**Your goal:** After locating the line that contains "Query: bride's hand" in the records below, write out exactly that line and each line after it through the one that contains "In this exercise you will indicate the peach", and nothing else.

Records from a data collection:
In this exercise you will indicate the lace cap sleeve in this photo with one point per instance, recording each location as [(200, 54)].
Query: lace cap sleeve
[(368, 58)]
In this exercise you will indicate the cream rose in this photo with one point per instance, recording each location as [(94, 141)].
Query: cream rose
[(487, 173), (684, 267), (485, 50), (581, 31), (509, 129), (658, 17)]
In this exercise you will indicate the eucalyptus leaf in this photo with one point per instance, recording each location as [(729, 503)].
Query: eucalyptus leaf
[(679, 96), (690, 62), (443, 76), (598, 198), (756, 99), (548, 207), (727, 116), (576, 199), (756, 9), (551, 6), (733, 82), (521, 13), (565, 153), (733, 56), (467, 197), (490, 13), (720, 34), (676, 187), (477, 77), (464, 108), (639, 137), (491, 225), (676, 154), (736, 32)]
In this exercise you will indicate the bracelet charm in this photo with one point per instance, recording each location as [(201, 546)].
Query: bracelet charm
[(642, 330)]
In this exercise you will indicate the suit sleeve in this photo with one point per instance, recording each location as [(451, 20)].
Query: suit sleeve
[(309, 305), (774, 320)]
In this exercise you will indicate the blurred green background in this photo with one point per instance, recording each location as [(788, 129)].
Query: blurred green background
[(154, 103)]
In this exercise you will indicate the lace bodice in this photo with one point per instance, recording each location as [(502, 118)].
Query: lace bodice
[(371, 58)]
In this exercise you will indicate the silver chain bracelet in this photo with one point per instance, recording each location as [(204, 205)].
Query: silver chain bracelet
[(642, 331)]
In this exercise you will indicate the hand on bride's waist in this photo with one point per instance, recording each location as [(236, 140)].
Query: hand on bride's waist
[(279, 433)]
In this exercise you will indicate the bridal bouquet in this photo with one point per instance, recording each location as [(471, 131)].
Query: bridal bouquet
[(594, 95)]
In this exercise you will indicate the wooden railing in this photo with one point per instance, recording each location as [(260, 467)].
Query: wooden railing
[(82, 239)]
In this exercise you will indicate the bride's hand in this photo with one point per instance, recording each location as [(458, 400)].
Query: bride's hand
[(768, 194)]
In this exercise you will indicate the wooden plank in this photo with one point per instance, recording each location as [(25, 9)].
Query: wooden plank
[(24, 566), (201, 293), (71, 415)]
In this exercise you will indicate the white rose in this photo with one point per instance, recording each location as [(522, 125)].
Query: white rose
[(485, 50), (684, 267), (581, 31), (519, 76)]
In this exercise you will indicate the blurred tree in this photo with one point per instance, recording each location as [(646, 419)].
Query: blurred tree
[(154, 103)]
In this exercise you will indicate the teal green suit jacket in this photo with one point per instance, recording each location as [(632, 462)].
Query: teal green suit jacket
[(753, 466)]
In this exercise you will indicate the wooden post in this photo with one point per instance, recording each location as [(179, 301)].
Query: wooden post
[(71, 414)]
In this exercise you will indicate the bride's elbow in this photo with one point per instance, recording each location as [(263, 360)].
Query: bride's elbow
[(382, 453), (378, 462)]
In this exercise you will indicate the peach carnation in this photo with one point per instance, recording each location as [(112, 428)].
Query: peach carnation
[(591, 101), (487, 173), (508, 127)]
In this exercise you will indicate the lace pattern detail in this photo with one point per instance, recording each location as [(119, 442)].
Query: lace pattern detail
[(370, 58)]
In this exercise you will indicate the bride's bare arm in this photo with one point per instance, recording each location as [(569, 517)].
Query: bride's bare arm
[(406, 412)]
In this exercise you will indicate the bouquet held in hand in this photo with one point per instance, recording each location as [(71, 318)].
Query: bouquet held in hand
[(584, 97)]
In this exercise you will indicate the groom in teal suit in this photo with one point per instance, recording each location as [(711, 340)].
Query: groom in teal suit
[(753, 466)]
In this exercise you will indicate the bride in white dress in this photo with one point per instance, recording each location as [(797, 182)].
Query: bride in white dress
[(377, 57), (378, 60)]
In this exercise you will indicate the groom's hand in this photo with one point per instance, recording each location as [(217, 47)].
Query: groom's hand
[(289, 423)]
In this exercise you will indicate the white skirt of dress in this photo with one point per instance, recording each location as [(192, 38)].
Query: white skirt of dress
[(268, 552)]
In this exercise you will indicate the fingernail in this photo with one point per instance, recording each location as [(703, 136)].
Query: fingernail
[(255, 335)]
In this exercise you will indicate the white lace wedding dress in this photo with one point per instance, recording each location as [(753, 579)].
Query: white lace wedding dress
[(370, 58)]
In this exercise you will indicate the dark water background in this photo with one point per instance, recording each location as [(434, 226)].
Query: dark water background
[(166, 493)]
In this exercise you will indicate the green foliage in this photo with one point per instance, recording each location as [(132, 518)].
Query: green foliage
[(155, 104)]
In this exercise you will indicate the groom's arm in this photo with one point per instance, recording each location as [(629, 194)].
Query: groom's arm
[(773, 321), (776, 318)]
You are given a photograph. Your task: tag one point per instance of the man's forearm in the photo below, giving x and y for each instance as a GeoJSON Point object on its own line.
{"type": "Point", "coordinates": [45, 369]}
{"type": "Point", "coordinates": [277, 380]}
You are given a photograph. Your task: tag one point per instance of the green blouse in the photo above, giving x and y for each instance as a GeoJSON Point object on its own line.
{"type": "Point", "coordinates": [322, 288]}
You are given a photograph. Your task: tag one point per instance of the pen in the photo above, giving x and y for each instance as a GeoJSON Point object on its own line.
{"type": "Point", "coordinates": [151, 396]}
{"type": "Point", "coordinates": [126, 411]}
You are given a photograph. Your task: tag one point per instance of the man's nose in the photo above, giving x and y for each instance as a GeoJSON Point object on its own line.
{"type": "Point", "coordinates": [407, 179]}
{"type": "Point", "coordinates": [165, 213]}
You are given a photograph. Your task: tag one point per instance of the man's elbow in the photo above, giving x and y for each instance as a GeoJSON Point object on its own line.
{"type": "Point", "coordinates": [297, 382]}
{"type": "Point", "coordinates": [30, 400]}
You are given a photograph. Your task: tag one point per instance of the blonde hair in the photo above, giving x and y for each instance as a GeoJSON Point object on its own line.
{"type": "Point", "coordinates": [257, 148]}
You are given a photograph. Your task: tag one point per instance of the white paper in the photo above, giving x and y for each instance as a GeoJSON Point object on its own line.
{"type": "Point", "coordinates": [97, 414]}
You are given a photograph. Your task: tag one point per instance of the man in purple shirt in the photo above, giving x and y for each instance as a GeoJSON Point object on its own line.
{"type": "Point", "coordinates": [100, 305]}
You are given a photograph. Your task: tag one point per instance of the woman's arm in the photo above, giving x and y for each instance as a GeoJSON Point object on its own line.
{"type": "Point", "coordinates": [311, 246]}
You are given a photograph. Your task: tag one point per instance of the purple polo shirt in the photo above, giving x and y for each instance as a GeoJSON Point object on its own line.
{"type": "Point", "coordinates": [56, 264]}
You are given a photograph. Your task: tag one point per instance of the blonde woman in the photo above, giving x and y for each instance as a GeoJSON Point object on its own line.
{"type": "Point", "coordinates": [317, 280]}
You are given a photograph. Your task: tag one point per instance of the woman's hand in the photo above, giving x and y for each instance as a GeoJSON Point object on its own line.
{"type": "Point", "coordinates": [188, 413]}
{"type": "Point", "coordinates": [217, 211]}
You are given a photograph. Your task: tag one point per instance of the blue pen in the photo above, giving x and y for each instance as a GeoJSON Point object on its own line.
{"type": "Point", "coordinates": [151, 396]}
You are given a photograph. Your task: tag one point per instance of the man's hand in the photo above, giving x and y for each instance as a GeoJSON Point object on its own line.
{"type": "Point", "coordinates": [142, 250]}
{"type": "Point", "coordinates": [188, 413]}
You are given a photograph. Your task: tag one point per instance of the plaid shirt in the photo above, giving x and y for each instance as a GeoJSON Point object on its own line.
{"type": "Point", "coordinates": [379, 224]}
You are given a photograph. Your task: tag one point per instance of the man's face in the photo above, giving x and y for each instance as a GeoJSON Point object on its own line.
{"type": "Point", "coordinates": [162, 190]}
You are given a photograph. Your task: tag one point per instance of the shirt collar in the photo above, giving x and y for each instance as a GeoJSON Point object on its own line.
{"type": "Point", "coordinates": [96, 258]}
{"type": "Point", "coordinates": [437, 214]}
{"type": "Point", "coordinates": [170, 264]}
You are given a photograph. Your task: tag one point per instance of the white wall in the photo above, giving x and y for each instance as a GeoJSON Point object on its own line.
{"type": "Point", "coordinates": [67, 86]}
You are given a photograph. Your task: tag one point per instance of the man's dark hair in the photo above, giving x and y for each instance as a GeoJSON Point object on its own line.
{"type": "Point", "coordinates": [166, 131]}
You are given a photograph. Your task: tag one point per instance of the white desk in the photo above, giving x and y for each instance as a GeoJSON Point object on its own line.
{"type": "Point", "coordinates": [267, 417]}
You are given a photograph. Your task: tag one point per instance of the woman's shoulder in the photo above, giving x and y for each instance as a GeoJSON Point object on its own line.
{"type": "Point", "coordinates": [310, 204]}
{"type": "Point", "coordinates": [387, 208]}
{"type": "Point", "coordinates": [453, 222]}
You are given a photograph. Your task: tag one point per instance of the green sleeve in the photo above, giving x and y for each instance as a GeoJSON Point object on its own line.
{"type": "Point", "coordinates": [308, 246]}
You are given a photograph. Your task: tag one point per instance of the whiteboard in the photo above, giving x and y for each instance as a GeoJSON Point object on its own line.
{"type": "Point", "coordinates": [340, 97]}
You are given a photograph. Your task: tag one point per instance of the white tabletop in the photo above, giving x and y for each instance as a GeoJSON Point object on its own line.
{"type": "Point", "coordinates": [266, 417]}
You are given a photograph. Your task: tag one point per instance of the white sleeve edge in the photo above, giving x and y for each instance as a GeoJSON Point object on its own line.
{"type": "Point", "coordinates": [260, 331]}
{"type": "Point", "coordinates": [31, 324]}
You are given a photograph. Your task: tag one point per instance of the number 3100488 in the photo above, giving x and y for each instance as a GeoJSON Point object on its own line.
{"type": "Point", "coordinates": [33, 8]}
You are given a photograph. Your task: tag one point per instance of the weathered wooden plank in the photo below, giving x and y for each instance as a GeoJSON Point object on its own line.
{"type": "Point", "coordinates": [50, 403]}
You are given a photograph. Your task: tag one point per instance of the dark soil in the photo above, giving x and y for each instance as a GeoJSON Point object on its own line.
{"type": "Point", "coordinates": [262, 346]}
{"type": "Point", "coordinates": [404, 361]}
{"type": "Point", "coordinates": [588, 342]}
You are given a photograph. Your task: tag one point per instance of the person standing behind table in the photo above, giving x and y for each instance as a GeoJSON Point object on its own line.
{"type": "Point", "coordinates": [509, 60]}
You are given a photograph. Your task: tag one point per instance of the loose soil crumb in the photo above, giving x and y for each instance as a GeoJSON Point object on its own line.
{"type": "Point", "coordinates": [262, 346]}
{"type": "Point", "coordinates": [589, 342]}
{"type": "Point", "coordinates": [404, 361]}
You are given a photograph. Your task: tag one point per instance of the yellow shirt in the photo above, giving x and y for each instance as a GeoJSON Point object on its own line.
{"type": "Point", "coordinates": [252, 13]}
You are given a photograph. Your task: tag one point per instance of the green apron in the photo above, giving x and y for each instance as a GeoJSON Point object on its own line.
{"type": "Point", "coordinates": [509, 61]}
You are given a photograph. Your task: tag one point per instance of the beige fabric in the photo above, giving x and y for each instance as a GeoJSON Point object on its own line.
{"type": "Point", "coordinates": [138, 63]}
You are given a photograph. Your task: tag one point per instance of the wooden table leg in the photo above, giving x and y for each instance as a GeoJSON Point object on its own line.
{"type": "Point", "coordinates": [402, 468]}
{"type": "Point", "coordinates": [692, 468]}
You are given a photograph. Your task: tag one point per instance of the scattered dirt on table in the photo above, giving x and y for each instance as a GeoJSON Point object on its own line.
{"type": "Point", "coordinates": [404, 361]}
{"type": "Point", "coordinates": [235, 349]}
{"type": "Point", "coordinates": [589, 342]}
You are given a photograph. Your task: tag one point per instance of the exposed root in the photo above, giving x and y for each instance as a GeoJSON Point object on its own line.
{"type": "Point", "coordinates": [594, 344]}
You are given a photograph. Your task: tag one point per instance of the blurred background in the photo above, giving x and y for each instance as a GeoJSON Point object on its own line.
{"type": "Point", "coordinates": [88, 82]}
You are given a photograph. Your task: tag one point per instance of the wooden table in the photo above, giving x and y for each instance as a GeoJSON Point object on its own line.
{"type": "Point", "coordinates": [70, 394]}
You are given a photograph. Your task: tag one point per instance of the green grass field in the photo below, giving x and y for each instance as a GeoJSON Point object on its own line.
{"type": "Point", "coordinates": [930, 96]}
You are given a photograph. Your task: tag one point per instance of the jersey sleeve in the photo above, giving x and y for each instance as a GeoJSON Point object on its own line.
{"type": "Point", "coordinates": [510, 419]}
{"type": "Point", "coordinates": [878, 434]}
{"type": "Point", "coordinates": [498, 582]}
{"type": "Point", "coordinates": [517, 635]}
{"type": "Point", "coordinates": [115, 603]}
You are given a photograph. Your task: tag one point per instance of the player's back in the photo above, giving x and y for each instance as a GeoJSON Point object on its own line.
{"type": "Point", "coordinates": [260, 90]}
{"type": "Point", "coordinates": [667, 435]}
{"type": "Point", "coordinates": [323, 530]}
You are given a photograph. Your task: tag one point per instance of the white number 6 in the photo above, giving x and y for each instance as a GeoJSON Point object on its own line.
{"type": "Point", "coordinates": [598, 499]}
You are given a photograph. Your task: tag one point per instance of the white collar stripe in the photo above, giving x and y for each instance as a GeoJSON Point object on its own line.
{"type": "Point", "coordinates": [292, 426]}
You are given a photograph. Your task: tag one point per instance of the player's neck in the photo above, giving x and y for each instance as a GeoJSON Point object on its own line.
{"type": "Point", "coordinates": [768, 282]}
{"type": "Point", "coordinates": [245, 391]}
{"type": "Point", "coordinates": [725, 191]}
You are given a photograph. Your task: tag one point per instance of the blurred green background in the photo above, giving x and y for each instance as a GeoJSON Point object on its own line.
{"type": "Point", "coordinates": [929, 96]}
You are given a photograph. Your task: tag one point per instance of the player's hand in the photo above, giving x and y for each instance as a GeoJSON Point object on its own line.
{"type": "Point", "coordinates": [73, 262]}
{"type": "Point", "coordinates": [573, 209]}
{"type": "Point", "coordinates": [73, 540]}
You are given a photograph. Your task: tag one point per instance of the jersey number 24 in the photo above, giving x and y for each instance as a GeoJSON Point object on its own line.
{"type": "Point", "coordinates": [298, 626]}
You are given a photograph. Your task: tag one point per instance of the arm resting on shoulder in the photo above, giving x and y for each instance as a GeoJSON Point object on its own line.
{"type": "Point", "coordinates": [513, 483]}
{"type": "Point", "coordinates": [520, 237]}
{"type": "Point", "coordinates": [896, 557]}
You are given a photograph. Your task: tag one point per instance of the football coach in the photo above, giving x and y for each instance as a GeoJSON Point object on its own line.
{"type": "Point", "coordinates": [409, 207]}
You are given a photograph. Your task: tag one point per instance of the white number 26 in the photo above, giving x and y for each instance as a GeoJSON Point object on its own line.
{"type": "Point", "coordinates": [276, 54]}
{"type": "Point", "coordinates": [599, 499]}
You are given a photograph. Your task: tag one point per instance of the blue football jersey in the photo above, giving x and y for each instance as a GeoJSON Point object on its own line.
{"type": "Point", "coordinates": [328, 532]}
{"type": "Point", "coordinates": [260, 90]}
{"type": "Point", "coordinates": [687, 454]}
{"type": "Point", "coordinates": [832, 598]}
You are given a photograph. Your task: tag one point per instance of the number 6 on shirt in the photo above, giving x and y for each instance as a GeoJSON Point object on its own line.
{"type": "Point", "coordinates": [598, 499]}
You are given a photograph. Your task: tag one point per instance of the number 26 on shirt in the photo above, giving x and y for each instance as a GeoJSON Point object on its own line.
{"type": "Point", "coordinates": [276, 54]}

**Problem solution:**
Query: bride's hand
[(768, 194)]
In this exercise you will indicate the wooden plank in this photo with one point per instance, recording each location as [(25, 9)].
Query: wooden plank
[(24, 566), (201, 293), (71, 415)]
In this exercise you will indicate the white rose in this photo with one point per instance, recording each location as [(522, 125)].
Query: white rose
[(485, 50), (684, 267), (581, 31), (519, 76)]
In this exercise you will indicate the blurred tree in this photo with one point per instance, recording each location as [(646, 419)].
Query: blurred tree
[(154, 103)]
In this exercise you will indicate the teal green suit jacket in this photo with one point per instance, recording each location as [(632, 462)].
Query: teal green suit jacket
[(753, 466)]
In this exercise you will indicate the wooden post in this photo with one point per instance, recording each location as [(179, 301)].
Query: wooden post
[(71, 414)]
In this exercise you will indicate the bride's elbow in this photo with one point per instance, recording each location as [(263, 360)].
Query: bride's elbow
[(382, 453), (378, 462)]
In this exercise you will indicate the peach carnation in this photo with one point per instance, recording each location as [(112, 428)].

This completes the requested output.